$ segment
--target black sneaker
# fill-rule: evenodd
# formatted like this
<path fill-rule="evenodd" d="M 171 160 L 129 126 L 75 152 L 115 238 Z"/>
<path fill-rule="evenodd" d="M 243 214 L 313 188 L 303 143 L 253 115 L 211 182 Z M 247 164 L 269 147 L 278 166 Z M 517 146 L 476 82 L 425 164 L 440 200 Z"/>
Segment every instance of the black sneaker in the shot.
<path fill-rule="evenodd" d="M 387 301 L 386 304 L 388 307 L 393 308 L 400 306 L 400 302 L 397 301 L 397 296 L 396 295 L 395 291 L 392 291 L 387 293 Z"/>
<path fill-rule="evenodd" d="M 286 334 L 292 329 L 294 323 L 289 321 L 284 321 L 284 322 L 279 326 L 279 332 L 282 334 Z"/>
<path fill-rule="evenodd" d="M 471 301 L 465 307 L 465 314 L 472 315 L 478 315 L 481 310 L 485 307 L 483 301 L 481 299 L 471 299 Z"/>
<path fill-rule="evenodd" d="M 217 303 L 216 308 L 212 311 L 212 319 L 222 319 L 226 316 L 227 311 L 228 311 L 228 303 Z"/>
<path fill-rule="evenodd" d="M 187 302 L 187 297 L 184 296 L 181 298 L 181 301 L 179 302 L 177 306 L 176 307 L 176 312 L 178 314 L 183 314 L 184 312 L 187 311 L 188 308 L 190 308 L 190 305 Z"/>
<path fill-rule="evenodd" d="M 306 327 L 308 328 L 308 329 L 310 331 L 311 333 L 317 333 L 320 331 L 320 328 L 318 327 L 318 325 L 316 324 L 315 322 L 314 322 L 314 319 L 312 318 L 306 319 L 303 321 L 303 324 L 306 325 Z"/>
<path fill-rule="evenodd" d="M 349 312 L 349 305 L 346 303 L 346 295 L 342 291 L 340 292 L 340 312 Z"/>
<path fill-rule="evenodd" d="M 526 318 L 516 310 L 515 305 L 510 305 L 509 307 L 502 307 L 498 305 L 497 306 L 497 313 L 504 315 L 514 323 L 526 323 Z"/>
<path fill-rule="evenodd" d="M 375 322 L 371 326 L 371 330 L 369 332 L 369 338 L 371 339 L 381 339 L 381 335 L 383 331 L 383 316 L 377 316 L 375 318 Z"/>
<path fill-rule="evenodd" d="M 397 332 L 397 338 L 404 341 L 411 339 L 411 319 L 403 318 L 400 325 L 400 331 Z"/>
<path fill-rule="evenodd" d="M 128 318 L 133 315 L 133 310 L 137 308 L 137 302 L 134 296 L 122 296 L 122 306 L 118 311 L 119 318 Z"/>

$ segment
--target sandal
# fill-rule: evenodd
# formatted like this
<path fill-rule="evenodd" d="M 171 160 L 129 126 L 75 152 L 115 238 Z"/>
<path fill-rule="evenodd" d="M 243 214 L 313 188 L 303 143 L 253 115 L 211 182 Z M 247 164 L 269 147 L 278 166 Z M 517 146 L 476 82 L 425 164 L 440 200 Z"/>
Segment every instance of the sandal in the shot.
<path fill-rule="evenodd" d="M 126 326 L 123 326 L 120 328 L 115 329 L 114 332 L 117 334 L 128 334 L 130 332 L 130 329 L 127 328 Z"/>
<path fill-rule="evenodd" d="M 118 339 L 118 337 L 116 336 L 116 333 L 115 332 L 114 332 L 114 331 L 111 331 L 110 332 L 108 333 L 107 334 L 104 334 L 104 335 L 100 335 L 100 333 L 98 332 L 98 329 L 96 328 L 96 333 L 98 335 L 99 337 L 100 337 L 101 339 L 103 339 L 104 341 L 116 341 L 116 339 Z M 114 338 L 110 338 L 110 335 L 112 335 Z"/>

====

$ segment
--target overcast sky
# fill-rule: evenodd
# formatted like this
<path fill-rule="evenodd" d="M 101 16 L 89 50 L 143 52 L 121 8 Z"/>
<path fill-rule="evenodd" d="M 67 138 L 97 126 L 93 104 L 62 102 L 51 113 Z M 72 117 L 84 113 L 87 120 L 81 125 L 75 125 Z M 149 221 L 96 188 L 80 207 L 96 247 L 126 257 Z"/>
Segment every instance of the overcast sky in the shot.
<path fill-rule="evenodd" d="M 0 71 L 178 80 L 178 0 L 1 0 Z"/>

====

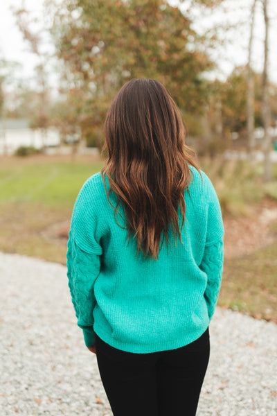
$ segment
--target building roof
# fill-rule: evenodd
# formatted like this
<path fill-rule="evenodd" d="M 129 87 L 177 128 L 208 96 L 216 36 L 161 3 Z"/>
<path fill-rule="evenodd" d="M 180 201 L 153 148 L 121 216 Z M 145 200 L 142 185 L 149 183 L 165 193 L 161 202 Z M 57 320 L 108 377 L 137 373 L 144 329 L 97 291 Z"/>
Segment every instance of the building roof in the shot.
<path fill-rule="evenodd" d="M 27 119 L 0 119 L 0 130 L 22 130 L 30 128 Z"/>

====

GIVEN EXERCISE
How many lines of the records above contain the string "instance", with case counting? Reply with the number alone.

COMPLETE RESPONSE
4